Beginning with the line where "Identify a point for each instance of the shirt collar" appears, restate the lines word for word through the last one in the listing.

[[ Provided records open ]]

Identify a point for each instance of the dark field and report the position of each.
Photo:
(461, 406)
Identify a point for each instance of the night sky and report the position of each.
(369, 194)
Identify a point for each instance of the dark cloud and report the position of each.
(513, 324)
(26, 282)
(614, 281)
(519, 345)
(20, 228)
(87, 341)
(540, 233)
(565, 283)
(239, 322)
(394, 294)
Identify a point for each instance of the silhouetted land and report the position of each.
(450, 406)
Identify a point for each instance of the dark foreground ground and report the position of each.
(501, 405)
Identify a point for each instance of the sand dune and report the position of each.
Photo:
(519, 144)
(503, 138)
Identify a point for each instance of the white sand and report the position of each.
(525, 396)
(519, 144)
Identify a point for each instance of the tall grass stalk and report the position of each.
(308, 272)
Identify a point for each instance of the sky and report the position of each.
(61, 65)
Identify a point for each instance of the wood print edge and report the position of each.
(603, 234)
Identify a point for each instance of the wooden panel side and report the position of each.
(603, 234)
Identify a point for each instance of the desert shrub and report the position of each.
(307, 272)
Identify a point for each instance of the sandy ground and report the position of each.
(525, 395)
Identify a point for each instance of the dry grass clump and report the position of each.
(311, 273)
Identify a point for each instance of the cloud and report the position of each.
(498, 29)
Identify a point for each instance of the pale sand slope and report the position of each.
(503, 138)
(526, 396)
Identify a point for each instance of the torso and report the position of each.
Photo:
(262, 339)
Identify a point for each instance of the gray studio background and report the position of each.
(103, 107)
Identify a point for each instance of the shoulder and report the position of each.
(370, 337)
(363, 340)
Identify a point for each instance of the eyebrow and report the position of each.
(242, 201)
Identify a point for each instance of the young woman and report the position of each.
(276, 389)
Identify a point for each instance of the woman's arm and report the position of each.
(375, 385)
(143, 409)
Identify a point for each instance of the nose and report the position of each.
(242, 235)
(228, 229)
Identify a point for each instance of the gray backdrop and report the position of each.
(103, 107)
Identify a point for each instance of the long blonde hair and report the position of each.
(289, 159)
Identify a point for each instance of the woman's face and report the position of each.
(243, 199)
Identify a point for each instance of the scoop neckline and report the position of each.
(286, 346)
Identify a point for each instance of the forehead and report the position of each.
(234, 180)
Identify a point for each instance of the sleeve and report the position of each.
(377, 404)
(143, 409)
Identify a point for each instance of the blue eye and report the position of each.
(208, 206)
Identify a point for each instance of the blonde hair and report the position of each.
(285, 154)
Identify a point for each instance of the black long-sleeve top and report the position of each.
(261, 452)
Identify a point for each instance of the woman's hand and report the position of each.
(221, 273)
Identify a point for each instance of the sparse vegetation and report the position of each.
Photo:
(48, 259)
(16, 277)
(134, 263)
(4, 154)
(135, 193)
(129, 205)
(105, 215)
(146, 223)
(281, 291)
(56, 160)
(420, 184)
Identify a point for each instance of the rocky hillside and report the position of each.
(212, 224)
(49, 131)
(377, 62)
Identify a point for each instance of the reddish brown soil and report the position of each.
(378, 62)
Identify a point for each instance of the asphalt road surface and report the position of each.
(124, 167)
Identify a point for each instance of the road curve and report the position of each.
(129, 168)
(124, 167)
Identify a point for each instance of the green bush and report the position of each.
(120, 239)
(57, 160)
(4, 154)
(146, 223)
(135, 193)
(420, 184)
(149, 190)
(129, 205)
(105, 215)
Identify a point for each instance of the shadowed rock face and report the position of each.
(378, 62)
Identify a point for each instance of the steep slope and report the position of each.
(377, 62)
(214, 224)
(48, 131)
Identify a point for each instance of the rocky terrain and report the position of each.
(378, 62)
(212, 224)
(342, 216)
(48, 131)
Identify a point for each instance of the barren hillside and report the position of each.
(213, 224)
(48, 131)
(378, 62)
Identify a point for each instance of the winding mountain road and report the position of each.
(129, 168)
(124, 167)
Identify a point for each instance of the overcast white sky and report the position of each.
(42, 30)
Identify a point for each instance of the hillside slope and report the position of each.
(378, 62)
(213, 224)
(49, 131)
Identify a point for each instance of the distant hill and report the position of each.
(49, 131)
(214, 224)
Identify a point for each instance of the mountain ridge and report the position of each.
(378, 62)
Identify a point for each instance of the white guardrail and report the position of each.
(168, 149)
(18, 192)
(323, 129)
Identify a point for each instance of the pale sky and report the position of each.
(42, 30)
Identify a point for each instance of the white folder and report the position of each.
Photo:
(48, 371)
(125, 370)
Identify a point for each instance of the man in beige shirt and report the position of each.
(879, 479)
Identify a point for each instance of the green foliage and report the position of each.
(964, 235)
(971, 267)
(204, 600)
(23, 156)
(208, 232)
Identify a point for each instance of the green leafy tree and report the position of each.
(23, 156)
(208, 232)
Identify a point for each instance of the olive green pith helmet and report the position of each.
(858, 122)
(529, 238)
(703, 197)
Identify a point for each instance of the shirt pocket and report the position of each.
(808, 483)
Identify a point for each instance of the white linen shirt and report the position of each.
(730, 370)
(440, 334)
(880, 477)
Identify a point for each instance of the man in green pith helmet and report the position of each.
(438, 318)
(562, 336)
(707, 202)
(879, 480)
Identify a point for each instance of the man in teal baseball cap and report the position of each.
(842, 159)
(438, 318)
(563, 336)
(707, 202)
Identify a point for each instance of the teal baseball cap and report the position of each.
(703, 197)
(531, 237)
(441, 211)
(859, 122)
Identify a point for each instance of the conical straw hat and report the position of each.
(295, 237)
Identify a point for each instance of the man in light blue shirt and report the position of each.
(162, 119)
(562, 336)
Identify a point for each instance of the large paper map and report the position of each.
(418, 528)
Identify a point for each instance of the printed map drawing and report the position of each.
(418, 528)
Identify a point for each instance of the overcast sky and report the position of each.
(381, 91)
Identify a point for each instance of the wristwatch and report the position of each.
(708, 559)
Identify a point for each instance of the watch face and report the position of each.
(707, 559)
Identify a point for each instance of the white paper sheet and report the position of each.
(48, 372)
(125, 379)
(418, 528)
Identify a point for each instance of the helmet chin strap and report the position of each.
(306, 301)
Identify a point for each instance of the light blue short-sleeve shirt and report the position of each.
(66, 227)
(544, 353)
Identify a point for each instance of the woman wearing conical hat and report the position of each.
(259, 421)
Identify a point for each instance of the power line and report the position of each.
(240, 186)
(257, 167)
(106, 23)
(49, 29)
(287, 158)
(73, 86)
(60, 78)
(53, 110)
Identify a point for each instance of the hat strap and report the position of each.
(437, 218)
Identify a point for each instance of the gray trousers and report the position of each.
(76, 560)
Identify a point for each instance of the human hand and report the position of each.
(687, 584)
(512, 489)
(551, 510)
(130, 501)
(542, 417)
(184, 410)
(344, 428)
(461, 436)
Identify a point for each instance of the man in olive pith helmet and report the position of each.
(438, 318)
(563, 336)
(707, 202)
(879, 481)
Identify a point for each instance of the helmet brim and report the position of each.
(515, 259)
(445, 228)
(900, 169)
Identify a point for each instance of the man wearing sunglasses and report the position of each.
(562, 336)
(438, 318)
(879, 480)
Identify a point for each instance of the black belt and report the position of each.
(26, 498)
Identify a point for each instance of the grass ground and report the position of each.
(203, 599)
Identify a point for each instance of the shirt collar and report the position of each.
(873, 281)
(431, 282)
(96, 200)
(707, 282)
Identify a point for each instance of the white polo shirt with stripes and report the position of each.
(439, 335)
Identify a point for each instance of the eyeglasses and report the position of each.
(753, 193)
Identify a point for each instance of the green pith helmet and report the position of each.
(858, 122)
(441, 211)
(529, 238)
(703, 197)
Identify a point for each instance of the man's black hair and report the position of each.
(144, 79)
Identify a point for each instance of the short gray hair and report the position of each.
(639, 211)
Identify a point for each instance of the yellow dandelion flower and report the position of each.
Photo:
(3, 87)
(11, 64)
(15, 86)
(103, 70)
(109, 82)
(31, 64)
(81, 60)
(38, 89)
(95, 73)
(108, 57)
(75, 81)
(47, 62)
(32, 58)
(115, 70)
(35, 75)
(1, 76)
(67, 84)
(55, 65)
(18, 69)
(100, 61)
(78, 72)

[[ Provided records closed ]]

Written answer:
Identify a point for each instance of the shirt collar and report the position of each.
(873, 281)
(431, 282)
(96, 200)
(707, 282)
Identify a point for each instance of the white polo shirt with stripes and report the position of each.
(439, 335)
Identify a point for each instance of the eyeglasses and report the position of each.
(753, 193)
Identify a point for each instance of the green pith helmet and report the position of each.
(858, 122)
(441, 211)
(529, 238)
(703, 197)
Identify a point for each instance of the man's black hair and report the position of each.
(144, 79)
Identify a point for each instance of the short gray hair and report the position of each.
(639, 211)
Identify a point for each instance of the yellow dandelion flower and report the position of each.
Photo:
(3, 87)
(11, 64)
(15, 86)
(103, 70)
(109, 82)
(31, 64)
(81, 60)
(38, 89)
(95, 73)
(108, 57)
(75, 81)
(47, 62)
(32, 58)
(115, 70)
(35, 75)
(1, 76)
(67, 84)
(55, 65)
(18, 69)
(100, 61)
(78, 72)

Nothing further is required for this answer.